§ Exercise instructions: Reproduce the data below, substituting "integer" for each occurrence of "whole-number" and leaving everything else unchanged.

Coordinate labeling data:
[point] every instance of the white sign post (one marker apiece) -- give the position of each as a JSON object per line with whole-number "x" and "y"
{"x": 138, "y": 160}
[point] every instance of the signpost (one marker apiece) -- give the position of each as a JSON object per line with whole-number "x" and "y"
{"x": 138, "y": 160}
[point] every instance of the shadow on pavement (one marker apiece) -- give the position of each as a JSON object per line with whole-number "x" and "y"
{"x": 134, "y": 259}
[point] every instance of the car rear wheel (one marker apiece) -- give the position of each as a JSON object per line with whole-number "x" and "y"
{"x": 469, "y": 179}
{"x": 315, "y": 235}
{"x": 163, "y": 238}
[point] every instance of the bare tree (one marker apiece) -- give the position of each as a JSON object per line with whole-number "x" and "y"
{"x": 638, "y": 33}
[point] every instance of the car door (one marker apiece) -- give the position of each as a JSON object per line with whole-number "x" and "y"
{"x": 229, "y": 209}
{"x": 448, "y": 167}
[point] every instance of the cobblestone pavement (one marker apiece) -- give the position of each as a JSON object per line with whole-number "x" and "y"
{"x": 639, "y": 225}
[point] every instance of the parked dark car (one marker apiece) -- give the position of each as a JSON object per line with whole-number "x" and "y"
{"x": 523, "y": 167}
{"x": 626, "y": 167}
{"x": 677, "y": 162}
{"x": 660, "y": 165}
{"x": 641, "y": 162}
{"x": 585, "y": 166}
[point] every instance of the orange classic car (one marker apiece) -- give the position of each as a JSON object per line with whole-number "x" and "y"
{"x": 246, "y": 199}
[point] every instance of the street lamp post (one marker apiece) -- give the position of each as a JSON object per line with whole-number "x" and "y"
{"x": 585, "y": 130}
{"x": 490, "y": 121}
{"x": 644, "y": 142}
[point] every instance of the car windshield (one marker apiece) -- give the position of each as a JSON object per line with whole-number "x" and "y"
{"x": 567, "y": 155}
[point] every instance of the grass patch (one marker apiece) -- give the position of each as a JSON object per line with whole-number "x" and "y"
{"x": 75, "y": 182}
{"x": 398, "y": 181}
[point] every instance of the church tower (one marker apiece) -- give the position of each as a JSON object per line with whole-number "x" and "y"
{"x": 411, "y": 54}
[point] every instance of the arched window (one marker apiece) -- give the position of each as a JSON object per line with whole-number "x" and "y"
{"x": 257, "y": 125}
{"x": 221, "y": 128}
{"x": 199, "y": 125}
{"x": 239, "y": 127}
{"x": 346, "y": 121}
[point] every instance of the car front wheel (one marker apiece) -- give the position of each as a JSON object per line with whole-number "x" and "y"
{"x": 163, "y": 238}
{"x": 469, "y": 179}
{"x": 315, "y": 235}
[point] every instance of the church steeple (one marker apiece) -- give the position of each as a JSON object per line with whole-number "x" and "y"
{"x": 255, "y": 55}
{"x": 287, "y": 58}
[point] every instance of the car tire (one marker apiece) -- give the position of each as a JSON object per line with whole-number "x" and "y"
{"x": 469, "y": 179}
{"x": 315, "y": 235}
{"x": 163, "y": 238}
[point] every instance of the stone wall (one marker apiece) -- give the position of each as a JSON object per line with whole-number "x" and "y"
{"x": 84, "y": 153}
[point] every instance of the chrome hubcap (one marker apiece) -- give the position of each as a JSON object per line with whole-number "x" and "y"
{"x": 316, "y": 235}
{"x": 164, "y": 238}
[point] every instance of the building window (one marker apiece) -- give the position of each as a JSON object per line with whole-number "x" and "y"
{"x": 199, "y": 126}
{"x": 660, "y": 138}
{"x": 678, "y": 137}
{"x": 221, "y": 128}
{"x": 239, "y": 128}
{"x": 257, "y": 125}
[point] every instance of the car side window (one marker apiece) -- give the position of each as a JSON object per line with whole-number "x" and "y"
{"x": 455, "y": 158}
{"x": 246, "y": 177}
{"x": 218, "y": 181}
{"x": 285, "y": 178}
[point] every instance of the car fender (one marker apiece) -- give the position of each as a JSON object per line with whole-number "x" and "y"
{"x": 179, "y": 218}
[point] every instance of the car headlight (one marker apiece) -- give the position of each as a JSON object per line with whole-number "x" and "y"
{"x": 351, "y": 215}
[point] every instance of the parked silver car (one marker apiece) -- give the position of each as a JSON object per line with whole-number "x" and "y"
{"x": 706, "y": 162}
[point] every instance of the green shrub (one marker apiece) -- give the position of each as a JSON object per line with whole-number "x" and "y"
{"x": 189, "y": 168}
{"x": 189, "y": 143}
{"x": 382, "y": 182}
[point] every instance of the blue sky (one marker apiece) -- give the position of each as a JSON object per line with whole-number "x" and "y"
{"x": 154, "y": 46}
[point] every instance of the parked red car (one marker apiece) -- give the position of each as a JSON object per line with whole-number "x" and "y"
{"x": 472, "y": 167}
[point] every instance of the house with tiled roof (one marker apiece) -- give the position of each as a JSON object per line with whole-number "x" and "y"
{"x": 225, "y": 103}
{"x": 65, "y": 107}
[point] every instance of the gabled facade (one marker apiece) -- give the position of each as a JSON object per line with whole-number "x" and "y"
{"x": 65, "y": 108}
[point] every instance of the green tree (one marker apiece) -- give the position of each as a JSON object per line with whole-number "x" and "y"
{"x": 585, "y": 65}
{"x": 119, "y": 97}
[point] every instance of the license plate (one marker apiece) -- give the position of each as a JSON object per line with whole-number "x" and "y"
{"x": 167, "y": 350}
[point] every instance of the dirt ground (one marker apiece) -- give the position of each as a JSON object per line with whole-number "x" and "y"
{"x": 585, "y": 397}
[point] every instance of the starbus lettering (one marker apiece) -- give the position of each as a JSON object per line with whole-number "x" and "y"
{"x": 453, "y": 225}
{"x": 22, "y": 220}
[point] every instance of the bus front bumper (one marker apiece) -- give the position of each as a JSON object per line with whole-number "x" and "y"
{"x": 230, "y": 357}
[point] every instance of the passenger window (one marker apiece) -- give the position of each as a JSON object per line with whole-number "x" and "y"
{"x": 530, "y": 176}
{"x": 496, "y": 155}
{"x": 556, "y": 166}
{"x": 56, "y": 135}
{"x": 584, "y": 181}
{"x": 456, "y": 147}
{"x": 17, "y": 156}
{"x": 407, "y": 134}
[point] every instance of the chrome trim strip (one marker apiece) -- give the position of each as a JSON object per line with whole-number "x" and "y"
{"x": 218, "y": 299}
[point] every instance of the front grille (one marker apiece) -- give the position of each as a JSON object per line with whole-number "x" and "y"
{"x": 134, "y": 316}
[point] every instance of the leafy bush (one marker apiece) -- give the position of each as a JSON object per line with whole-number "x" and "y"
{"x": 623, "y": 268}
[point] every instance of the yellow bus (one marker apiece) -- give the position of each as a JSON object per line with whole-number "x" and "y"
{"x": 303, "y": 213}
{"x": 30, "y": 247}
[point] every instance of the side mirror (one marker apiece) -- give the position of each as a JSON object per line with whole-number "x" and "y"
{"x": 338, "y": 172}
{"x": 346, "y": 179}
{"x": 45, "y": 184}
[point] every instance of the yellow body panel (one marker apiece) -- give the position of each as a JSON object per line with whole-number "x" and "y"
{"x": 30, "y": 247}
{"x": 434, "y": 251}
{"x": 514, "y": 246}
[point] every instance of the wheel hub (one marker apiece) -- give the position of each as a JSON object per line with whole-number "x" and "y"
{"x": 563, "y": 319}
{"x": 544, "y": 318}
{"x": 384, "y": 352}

§ Exercise response:
[point] every instance of the white sign post (one marker apiece) -- give the position of each as a JSON object per line with integer "x" and "y"
{"x": 138, "y": 160}
[point] every instance of the signpost (one marker apiece) -- give the position of each as a JSON object per line with integer "x" and "y"
{"x": 138, "y": 160}
[point] every instance of the shadow on pavement (one marker apiece) -- give the position of each as a JSON object per line with integer "x" and "y"
{"x": 134, "y": 259}
[point] every instance of the car rear wheel (one marker apiece) -- give the position of each as a JSON object per line with integer "x" and "y"
{"x": 469, "y": 179}
{"x": 315, "y": 235}
{"x": 163, "y": 238}
[point] every instance of the bare tree (one marker apiece) -- give the position of each as a JSON object per line with integer "x" and "y"
{"x": 638, "y": 33}
[point] every instance of the car door (one marker apiece) -- give the position of each as a JSON object per line with integer "x" and "y"
{"x": 229, "y": 209}
{"x": 448, "y": 167}
[point] every instance of the cobblestone pavement (one marker apiece) -- give the position of each as a JSON object per line with integer "x" and "y"
{"x": 639, "y": 225}
[point] every instance of the parked dark car (one marker apiece) -- give the position of each as a JSON object per line with integer "x" and "y"
{"x": 523, "y": 167}
{"x": 626, "y": 167}
{"x": 677, "y": 162}
{"x": 660, "y": 165}
{"x": 641, "y": 162}
{"x": 585, "y": 166}
[point] every instance of the orange classic car (one marker apiece) -- give the position of each as a JSON object per line with integer "x" and "y"
{"x": 246, "y": 199}
[point] every instance of the street lamp post (one marker apiece) -- give the position of each as a JSON object per line with integer "x" and "y"
{"x": 585, "y": 130}
{"x": 490, "y": 121}
{"x": 644, "y": 142}
[point] every instance of the car windshield (one marker apiece) -- give the position of each as a JSON object per line with integer "x" and "y"
{"x": 567, "y": 155}
[point] every instance of the grass patch (one marker apiece) -- give the position of each as a JSON object per line with integer "x" and "y"
{"x": 75, "y": 182}
{"x": 398, "y": 181}
[point] every instance of the church tower (one marker apiece) -- give the position of each as a JSON object per line with integer "x" and "y"
{"x": 411, "y": 54}
[point] every instance of the arched window (one marker apiece) -- give the position of each as a JSON object per line with integer "x" and "y"
{"x": 257, "y": 125}
{"x": 221, "y": 128}
{"x": 199, "y": 125}
{"x": 239, "y": 127}
{"x": 346, "y": 121}
[point] every instance of the car front wheel (one marker apiece) -- give the position of each as a JSON object per line with integer "x" and "y"
{"x": 163, "y": 238}
{"x": 469, "y": 179}
{"x": 315, "y": 235}
[point] every instance of the church steeple (one marker apiece) -- give the position of each as a JSON object per line with integer "x" and "y"
{"x": 255, "y": 55}
{"x": 287, "y": 58}
[point] every instance of the car tire (one marker apiece) -- give the position of each as a JSON object per line with integer "x" and "y"
{"x": 469, "y": 179}
{"x": 315, "y": 235}
{"x": 163, "y": 238}
[point] every instance of the stone wall (one marker apiece) -- give the position of each as a JSON object per line with integer "x" and "y"
{"x": 84, "y": 153}
[point] every instance of the chrome hubcap (one marker apiece) -- give the position of each as a JSON object per line with integer "x" and "y"
{"x": 316, "y": 235}
{"x": 164, "y": 238}
[point] every instance of the building window (one marker apiece) -- give the position of each as a JSON object per line with integer "x" and "y"
{"x": 199, "y": 126}
{"x": 660, "y": 138}
{"x": 678, "y": 137}
{"x": 221, "y": 128}
{"x": 239, "y": 128}
{"x": 257, "y": 125}
[point] every instance of the car side window (one marker apiece) -- give the position of each as a JSON object per line with integer "x" and "y"
{"x": 455, "y": 158}
{"x": 246, "y": 177}
{"x": 218, "y": 181}
{"x": 285, "y": 178}
[point] every instance of the car fender (one marker apiece) -- give the position of each as a JSON object per line with integer "x" and "y"
{"x": 179, "y": 218}
[point] every instance of the car headlight (one marker apiece) -- give the position of each as a JSON object per line with integer "x" and "y"
{"x": 351, "y": 215}
[point] every instance of the parked silver car (one marker apiece) -- give the position of each as a JSON object per line with integer "x" and "y"
{"x": 706, "y": 162}
[point] every instance of the green shrub (one marker apiece) -- give the position of each as a JSON object per line with integer "x" and "y"
{"x": 189, "y": 168}
{"x": 189, "y": 143}
{"x": 382, "y": 182}
[point] every instance of the blue sky (one marker apiece) -- give the position of each as a JSON object per line with integer "x" and "y"
{"x": 154, "y": 46}
[point] every instance of the parked red car (one marker apiece) -- give the position of each as a JSON object per line with integer "x" and "y"
{"x": 472, "y": 167}
[point] every instance of the house with tiled roof (one marker apiece) -- give the position of each as a JSON object per line with integer "x" and "y"
{"x": 225, "y": 103}
{"x": 65, "y": 107}
[point] every instance of the gabled facade (one marker apiece) -- give the position of each as a JSON object per line with integer "x" and "y"
{"x": 65, "y": 108}
[point] every instance of the green tree (one marker apiece) -- give the position of each as a JSON object per line with integer "x" and "y"
{"x": 585, "y": 65}
{"x": 119, "y": 97}
[point] every instance of the license plate (one marker apiece) -- give the position of each as a JSON object per line with integer "x" and "y"
{"x": 167, "y": 350}
[point] every instance of the dirt ground (one marker apiece) -- give the position of each as a JSON object per line with integer "x" and "y"
{"x": 585, "y": 397}
[point] every instance of the starbus lettering (one marker apiece) -- give the position of each as a JSON object per line with integer "x" and "y"
{"x": 453, "y": 225}
{"x": 22, "y": 220}
[point] every instance of the bus front bumper (one marker apiece) -- give the position of each as a JSON object per line with integer "x" and "y"
{"x": 230, "y": 357}
[point] every instance of the passenger window (one marker apiece) -- give the position of each as a JSON object per line with integer "x" and "y"
{"x": 530, "y": 176}
{"x": 496, "y": 155}
{"x": 556, "y": 166}
{"x": 56, "y": 135}
{"x": 584, "y": 181}
{"x": 456, "y": 147}
{"x": 17, "y": 156}
{"x": 407, "y": 134}
[point] every instance of the chrome trim strip (one marker apiece) -- give the position of each as a JSON object per line with integer "x" and "y"
{"x": 218, "y": 299}
[point] every instance of the front grille (one marker apiece) -- give the position of each as a JSON object per line with integer "x" and "y"
{"x": 134, "y": 316}
[point] every instance of the leafy bush (one marker apiece) -- give the position of each as a JSON object per line with integer "x" and "y"
{"x": 623, "y": 268}
[point] every instance of the yellow bus (one marker apiece) -- give the position of each as a JSON object per line with integer "x" and "y"
{"x": 303, "y": 213}
{"x": 30, "y": 247}
[point] every instance of the side mirror (one marker apiece) -- give the position of each as a JSON object per line with integer "x" and "y"
{"x": 338, "y": 172}
{"x": 346, "y": 179}
{"x": 45, "y": 184}
[point] every instance of the yellow body panel (one marker apiece) -- give the position of each as a JSON object per line with integer "x" and "y"
{"x": 30, "y": 247}
{"x": 434, "y": 251}
{"x": 514, "y": 246}
[point] every instance of the wheel hub (one marker apiece) -- give the position of each as a JSON object per line with integer "x" and "y"
{"x": 563, "y": 319}
{"x": 544, "y": 318}
{"x": 384, "y": 352}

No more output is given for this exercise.